▶ _Set task_
Return every one of the records below word for word, omitting the pictures.

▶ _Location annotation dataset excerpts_
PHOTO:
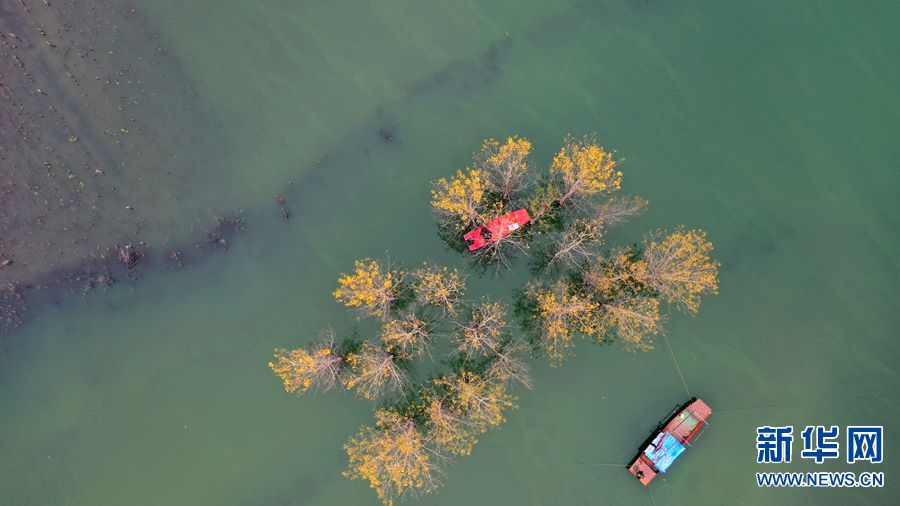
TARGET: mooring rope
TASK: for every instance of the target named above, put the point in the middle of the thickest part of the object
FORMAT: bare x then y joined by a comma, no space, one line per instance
677,367
572,55
605,464
800,403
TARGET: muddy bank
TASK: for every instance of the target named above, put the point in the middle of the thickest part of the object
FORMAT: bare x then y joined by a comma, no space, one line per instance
118,264
102,140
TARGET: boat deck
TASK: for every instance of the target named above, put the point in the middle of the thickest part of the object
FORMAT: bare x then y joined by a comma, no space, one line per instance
686,424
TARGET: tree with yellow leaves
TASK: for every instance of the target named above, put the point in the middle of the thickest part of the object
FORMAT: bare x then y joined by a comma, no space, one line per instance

▶ _Output_
PHOTO:
TARGET: mooring rope
TASK: for every instance of the target named above, put the point in the middle of the thickest part of the object
FORMAT: bare x then y joined by a comma, no space, one line per instance
677,367
572,55
605,464
800,403
TARGET: muddy bank
TASK: for every instance of the target named above, put the point in the middle of the thickest part of the object
FORMAT: bare x then y joined by a comma, no space, one line per instance
118,264
102,140
TARGET: boat deck
TASK: for every instance of the target named above, put the point in the middle of the thickest part of the object
FORMAT: bare x then y joined by a comma, no space, one line per instance
686,424
TARGET: tree with yellow leaves
TASK: for every instance of the target named above, put the point in the middle of the thickest part of the object
FORMAT: bare x then y joined by a comma, no space, one line per instance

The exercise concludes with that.